INPUT START

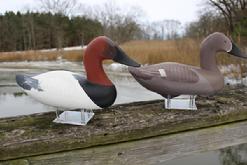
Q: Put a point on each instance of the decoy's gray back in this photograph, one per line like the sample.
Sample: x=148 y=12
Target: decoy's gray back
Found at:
x=174 y=79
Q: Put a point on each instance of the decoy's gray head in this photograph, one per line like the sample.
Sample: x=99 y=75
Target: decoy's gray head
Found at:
x=103 y=48
x=220 y=42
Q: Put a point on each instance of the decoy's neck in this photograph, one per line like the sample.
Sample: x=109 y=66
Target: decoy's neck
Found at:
x=94 y=69
x=208 y=56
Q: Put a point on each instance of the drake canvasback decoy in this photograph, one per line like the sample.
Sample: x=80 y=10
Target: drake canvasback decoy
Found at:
x=68 y=90
x=171 y=79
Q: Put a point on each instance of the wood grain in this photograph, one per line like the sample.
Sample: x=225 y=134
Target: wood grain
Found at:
x=36 y=134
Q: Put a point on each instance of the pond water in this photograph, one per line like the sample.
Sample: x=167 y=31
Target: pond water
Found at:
x=14 y=102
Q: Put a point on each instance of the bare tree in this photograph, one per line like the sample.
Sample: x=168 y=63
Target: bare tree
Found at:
x=63 y=7
x=232 y=10
x=118 y=23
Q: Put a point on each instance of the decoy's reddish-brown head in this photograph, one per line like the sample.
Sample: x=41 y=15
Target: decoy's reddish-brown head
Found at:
x=104 y=48
x=99 y=49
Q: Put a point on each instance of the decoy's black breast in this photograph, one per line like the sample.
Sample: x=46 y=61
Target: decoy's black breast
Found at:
x=103 y=96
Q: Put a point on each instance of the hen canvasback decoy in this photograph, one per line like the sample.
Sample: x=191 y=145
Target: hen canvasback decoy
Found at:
x=171 y=79
x=68 y=90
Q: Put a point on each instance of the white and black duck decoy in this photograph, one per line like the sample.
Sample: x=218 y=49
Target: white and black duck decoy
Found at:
x=171 y=79
x=68 y=91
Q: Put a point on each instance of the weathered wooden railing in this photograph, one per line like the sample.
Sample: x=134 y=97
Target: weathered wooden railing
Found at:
x=34 y=135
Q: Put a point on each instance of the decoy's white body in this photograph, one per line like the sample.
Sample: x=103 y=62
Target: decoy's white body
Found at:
x=61 y=89
x=69 y=91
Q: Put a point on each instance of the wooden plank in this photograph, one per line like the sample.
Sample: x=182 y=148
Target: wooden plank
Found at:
x=148 y=151
x=36 y=134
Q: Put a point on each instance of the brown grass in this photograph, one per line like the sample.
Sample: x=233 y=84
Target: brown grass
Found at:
x=183 y=51
x=72 y=55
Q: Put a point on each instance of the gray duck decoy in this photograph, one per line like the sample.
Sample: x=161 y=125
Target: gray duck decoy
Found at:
x=171 y=79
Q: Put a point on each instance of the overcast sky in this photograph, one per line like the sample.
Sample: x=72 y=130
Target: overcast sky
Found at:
x=182 y=10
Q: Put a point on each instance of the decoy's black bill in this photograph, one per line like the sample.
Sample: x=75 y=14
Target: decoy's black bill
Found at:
x=237 y=52
x=123 y=58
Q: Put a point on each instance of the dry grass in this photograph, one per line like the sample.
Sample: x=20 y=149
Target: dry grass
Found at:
x=183 y=51
x=72 y=55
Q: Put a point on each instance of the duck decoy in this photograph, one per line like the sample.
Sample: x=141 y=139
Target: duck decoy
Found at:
x=66 y=90
x=171 y=79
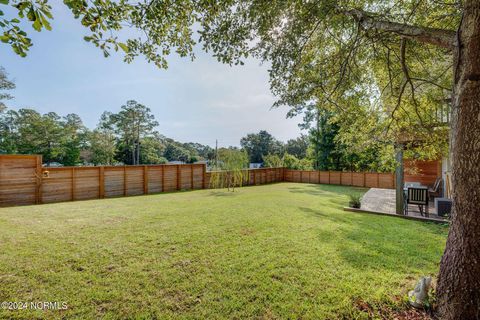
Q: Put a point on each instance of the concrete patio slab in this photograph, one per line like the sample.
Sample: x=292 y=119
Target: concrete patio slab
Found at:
x=382 y=201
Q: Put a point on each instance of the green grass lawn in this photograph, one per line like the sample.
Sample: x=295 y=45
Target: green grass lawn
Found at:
x=275 y=251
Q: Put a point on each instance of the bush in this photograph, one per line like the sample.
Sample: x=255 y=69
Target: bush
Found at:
x=355 y=201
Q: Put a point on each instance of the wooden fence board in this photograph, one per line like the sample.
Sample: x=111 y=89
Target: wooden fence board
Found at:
x=22 y=181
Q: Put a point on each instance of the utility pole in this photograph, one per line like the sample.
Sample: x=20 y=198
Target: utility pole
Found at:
x=216 y=153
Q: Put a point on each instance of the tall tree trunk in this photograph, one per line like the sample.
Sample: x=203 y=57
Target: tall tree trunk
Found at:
x=459 y=280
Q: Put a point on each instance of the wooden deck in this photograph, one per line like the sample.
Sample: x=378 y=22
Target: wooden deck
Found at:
x=382 y=201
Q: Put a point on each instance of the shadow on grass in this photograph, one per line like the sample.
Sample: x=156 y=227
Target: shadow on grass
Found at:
x=225 y=193
x=379 y=243
x=323 y=189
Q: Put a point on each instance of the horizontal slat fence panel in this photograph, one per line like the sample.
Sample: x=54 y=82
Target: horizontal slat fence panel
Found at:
x=358 y=179
x=20 y=179
x=24 y=181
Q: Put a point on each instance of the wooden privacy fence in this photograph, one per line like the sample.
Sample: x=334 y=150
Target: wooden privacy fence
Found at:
x=24 y=181
x=358 y=179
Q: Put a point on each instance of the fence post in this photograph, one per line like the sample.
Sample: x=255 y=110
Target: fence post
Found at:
x=38 y=180
x=179 y=179
x=145 y=180
x=124 y=181
x=163 y=178
x=101 y=182
x=73 y=184
x=191 y=176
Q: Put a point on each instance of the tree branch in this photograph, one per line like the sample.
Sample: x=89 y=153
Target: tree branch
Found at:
x=439 y=37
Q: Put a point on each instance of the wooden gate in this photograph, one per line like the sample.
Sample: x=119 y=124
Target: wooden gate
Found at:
x=20 y=179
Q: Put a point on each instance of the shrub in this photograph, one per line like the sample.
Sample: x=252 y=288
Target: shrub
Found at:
x=355 y=201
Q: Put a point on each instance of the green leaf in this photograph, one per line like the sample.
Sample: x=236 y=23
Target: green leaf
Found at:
x=37 y=25
x=124 y=47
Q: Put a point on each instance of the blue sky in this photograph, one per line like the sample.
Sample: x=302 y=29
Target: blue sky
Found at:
x=196 y=101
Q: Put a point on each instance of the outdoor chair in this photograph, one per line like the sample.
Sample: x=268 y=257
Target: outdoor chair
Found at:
x=412 y=184
x=437 y=190
x=418 y=196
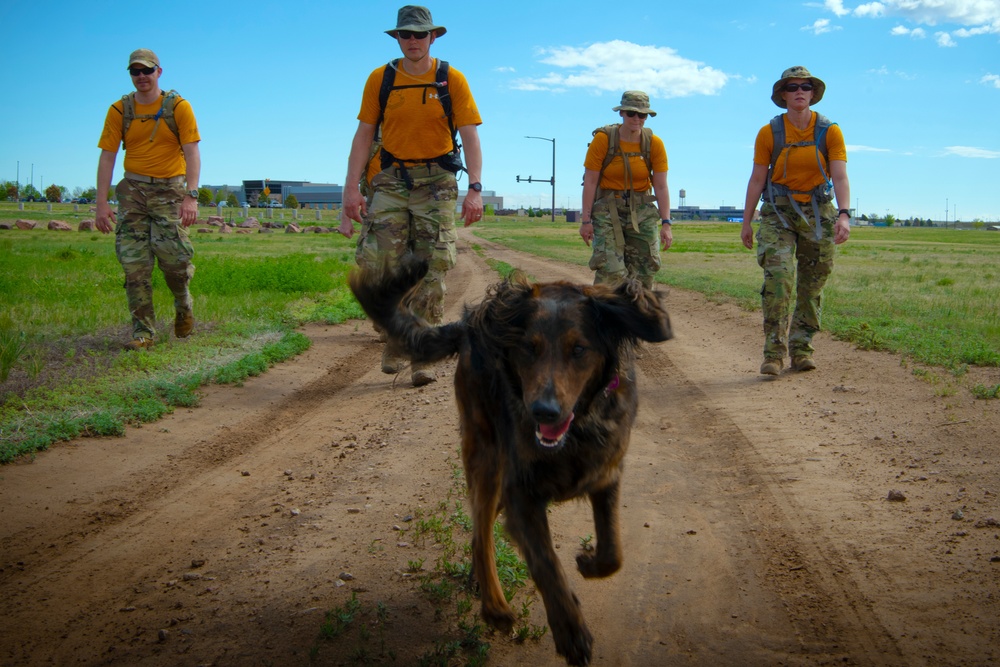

INPUT END

Only the lines from the one containing "Target: horizontal slat fence panel" through the end of the records are wanted, set down exactly and without their pictures.

FINAL ANSWER ::
Target: horizontal slat fence panel
Found at:
x=358 y=179
x=20 y=179
x=24 y=181
Q: Put a point on each instance of the wooden privacy fence in this photograph, one per line like the sample.
Sample: x=334 y=150
Target: wooden privacy fence
Found at:
x=24 y=181
x=358 y=179
Q: Put a point on each instance of the fence post in this photograph, one per line like the sample.
Sample: x=255 y=110
Target: fence post
Found at:
x=38 y=180
x=179 y=179
x=145 y=180
x=124 y=181
x=163 y=178
x=101 y=182
x=73 y=184
x=191 y=176
Q: Put a point on each instance of the tree branch in this photograph, one per line like the sample.
Sample: x=89 y=153
Target: tree branch
Found at:
x=439 y=37
Q: Put a point on each instance of the wooden gate in this photograph, one per line like the sample.
Sample: x=119 y=124
Target: wooden gate
Found at:
x=20 y=179
Q: Put a point on each instance of the shrub in this photograph, one per line like the sample.
Sample: x=252 y=288
Target: shrub
Found at:
x=355 y=201
Q: Put a point on each instance of the green leaf in this photograph, one per line like the sample.
Sample: x=236 y=23
Target: green leaf
Found at:
x=37 y=25
x=124 y=47
Q: Put a point on each instance of the blue sky in this photograph, one per line like the sample.
Sample: x=302 y=29
Target: blue sky
Found at:
x=196 y=101
Q: Put a point on each instance of the outdoor chair in this photograph, one per line like the sample.
Sample: x=268 y=257
Target: outdoor chair
Found at:
x=412 y=184
x=437 y=190
x=418 y=196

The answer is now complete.